---- Raw data
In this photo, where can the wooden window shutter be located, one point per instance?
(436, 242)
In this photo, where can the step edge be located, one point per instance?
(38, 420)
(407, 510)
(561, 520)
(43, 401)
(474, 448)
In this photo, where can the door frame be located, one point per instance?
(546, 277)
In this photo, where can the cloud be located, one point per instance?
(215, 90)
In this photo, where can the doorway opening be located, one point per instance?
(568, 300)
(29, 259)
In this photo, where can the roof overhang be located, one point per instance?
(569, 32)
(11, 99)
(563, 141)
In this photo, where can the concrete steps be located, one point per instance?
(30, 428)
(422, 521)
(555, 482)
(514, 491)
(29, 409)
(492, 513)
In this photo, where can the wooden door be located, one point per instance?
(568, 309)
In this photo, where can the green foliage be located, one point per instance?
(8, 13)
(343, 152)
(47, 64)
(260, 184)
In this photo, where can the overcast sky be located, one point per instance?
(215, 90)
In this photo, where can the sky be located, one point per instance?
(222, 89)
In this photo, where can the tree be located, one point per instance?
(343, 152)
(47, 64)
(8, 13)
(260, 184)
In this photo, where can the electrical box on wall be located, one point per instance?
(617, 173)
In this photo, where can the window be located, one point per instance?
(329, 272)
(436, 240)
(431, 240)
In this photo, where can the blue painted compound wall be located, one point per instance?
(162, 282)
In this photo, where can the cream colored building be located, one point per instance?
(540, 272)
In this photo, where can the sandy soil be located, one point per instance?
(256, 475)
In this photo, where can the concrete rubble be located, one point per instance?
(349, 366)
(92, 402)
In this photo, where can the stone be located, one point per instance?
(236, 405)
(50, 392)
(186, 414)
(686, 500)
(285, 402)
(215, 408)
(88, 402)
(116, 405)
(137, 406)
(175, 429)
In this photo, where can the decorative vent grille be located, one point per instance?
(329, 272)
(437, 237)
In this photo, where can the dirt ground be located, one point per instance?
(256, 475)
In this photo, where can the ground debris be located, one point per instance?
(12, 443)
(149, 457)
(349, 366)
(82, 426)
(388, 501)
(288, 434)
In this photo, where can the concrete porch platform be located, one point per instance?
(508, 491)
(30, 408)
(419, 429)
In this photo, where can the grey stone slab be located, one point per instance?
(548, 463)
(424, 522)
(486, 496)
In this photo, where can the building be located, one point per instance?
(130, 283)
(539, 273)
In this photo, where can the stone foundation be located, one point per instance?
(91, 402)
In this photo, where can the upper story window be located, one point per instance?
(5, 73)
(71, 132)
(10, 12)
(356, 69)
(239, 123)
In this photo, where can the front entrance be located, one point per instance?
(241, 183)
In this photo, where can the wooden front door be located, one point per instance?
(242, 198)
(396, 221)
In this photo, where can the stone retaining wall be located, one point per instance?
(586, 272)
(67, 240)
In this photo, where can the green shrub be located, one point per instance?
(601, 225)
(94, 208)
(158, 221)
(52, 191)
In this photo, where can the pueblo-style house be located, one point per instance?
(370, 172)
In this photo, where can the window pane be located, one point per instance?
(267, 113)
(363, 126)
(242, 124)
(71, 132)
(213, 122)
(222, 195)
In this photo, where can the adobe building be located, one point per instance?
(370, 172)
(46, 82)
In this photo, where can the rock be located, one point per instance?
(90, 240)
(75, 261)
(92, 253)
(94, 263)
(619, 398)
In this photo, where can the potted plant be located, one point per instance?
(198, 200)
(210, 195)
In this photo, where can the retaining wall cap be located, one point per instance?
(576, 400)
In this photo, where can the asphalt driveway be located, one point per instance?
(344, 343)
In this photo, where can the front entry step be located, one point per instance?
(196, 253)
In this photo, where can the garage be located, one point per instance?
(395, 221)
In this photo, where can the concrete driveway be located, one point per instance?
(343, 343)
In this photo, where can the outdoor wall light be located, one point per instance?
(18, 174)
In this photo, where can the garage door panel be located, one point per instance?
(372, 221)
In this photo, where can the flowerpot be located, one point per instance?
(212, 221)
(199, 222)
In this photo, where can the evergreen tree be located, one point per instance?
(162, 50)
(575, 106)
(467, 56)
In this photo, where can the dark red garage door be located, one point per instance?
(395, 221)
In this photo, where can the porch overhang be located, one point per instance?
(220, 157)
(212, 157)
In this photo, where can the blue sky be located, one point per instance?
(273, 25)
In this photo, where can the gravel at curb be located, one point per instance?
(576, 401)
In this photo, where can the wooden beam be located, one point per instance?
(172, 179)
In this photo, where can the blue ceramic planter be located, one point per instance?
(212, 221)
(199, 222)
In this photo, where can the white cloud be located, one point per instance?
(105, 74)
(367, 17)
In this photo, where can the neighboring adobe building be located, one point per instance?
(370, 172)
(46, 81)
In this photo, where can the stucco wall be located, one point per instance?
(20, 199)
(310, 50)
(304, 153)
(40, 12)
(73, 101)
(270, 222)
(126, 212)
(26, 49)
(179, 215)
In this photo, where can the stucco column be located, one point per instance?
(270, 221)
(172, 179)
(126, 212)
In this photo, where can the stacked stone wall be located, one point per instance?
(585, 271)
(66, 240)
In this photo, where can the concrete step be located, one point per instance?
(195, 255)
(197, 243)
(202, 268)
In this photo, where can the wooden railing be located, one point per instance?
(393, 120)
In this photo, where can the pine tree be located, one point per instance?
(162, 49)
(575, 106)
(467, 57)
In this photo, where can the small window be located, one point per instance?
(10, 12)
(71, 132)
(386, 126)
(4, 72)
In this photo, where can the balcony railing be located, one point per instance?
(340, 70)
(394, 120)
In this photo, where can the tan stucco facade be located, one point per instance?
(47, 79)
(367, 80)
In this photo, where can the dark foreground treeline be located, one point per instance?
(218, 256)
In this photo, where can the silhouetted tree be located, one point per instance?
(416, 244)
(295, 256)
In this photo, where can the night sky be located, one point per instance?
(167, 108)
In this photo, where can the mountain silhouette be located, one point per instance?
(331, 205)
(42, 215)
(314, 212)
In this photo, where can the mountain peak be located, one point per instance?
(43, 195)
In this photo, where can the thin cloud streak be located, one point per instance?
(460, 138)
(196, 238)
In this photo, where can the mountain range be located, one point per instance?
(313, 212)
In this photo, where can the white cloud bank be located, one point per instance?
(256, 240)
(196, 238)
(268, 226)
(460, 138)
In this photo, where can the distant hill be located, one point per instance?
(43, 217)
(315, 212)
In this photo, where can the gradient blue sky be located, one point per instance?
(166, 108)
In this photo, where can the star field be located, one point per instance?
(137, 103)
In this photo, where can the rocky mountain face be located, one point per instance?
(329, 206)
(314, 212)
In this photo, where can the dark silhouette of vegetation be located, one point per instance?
--------
## Task to carry out
Extract every line of the records above and copy each one exactly, with nothing changed or left out.

## Written response
In this photo, where can the wooden window shutter be located, one point per instance?
(436, 242)
In this photo, where can the step edge be located, one point per instance?
(38, 420)
(407, 510)
(561, 520)
(43, 401)
(474, 448)
In this photo, where can the door frame be located, one point per instance?
(546, 277)
In this photo, where can the cloud be located, one point per instance?
(215, 90)
In this photo, where can the doorway opening be located, one point per instance?
(568, 300)
(29, 259)
In this photo, where can the roof overhang be located, one point per instance?
(569, 32)
(11, 99)
(563, 141)
In this photo, where can the concrete steps be located, one point per instance?
(30, 428)
(422, 521)
(555, 482)
(514, 491)
(29, 409)
(492, 513)
In this photo, where can the wooden door be located, one point per instance?
(568, 309)
In this photo, where can the green foliage be located, one point per instance?
(8, 13)
(343, 152)
(47, 64)
(260, 184)
In this photo, where can the overcast sky be located, one point per instance?
(215, 90)
In this photo, where can the sky be located, one point per instance?
(222, 89)
In this photo, where can the tree be located, one point per instance?
(343, 152)
(47, 64)
(8, 13)
(260, 184)
In this photo, where can the electrical box on wall be located, one point per instance?
(617, 173)
In this photo, where can the window be located, one point per instance?
(329, 272)
(436, 240)
(431, 240)
In this photo, where can the blue painted compound wall be located, one point per instance?
(162, 282)
In this photo, where can the cream colored building be located, one point per instance?
(540, 272)
In this photo, where can the sandy soil be located, one point per instance?
(256, 475)
In this photo, where can the concrete rubble be located, one point per instance?
(349, 366)
(92, 402)
In this photo, where can the stone be located, one point per instance?
(236, 405)
(50, 392)
(186, 414)
(686, 500)
(285, 402)
(215, 408)
(88, 402)
(116, 405)
(137, 406)
(175, 429)
In this photo, where can the decorative vent grille be located, one point per instance?
(329, 272)
(437, 237)
In this photo, where can the dirt ground be located, one point per instance?
(256, 475)
In this photo, where can the ground debris be located, one point per instance?
(12, 443)
(149, 457)
(349, 366)
(82, 426)
(388, 501)
(288, 434)
In this photo, where can the concrete porch platform be located, one point per instance?
(508, 491)
(30, 408)
(419, 429)
In this photo, where can the grey stone slab be located, one point per instance?
(548, 463)
(424, 522)
(486, 496)
In this photo, where can the building be located, one point per instance?
(130, 283)
(539, 273)
In this photo, where can the stone foundation be located, one point per instance?
(91, 402)
In this photo, where can the upper story window be located, one point per instance?
(5, 73)
(71, 132)
(10, 12)
(356, 69)
(239, 123)
In this photo, where can the front entrance be located, one point per instance?
(241, 183)
In this photo, where can the wooden front door be located, one point per instance?
(242, 198)
(396, 221)
In this photo, where can the stone retaining wall be located, one point per instance?
(586, 272)
(67, 240)
In this photo, where can the green shrub be located, one point per instance?
(601, 225)
(94, 208)
(158, 221)
(52, 191)
In this photo, where can the pueblo-style house be located, one point per instance?
(370, 172)
In this photo, where can the window pane be located, one point per instance?
(267, 113)
(363, 126)
(242, 124)
(71, 132)
(213, 122)
(222, 195)
In this photo, where can the adobe building be located, one point per instance?
(370, 172)
(46, 82)
In this photo, where can the rock be located, one point per instance?
(90, 240)
(75, 261)
(92, 253)
(94, 263)
(619, 398)
In this photo, where can the potted plant be located, one point per instance?
(198, 200)
(210, 195)
In this photo, where can the retaining wall cap be located, one point per instance?
(576, 400)
In this photo, where can the asphalt driveway be located, one point per instance?
(344, 343)
In this photo, where can the front entry step be located, one point per instance?
(196, 253)
In this photo, where can the garage be located, one point per instance?
(395, 221)
In this photo, where can the concrete driveway be located, one point per instance?
(343, 343)
In this photo, where can the outdoor wall light be located, one point per instance?
(18, 174)
In this photo, where can the garage door panel be located, one point per instance?
(372, 221)
In this photo, where can the flowerpot be located, one point per instance?
(212, 221)
(199, 222)
In this photo, where can the evergreen tree be located, one point per instance?
(162, 50)
(575, 106)
(467, 56)
In this photo, where can the dark red garage door be located, one point per instance?
(395, 221)
In this photo, where can the porch overhang be located, one point per instance?
(220, 157)
(212, 157)
In this photo, where can the blue sky be located, one point per instance?
(273, 25)
In this photo, where can the gravel at curb be located, one point per instance?
(576, 401)
In this photo, where can the wooden beam be located, one point per instance?
(172, 179)
In this photo, where can the blue ceramic planter be located, one point per instance?
(212, 221)
(199, 222)
In this photo, where can the white cloud be located, one point per instance?
(105, 74)
(367, 17)
In this photo, where can the neighboring adobe building be located, one point per instance?
(370, 172)
(46, 81)
In this photo, where can the stucco wall be located, one point per instance?
(20, 199)
(310, 50)
(304, 153)
(40, 12)
(73, 101)
(270, 222)
(126, 212)
(26, 49)
(179, 215)
In this photo, where can the stucco column be located, one point per instance?
(270, 221)
(172, 179)
(126, 212)
In this photo, where can the stacked stone wall be located, one point per instance?
(585, 271)
(66, 240)
In this photo, where can the concrete step be located, one point per instance?
(195, 255)
(197, 243)
(202, 268)
In this photo, where can the wooden railing be located, one point per instance?
(393, 120)
In this photo, where can the pine tree be located, one point per instance?
(162, 49)
(575, 106)
(467, 57)
In this photo, where can the small window be located, one point per instance?
(10, 12)
(71, 132)
(386, 126)
(4, 72)
In this photo, where can the balcony railing be located, one point per instance?
(340, 70)
(394, 120)
In this photo, where can the tan stucco facade be located, one point per instance?
(47, 79)
(367, 80)
In this photo, where can the dark foreground treeline be located, one point per instance?
(218, 256)
In this photo, where can the silhouetted tree be located, one point per instance?
(416, 244)
(295, 256)
In this photo, where can the night sky be located, one point per instance?
(167, 108)
In this photo, where can the mountain silhouette be located, one point per instance?
(331, 205)
(42, 215)
(314, 212)
In this photo, where can the mountain peak be located, one point per instance?
(43, 195)
In this photo, where can the thin cloud streak be located, one point per instance?
(460, 138)
(196, 238)
In this photo, where can the mountain range be located, one point per instance?
(313, 212)
In this photo, where can the white cloud bank be located, one point per instance?
(256, 240)
(196, 238)
(268, 226)
(460, 138)
In this photo, where can the distant hill be located, one point per instance?
(43, 217)
(315, 212)
In this photo, where can the gradient blue sky be located, one point per instance?
(166, 108)
In this photo, where can the star field be located, one point per instance?
(137, 103)
In this photo, where can the rocky mountain face be located, one point per instance?
(329, 206)
(314, 212)
In this photo, where can the dark silhouette of vegetation be located, one point per instance?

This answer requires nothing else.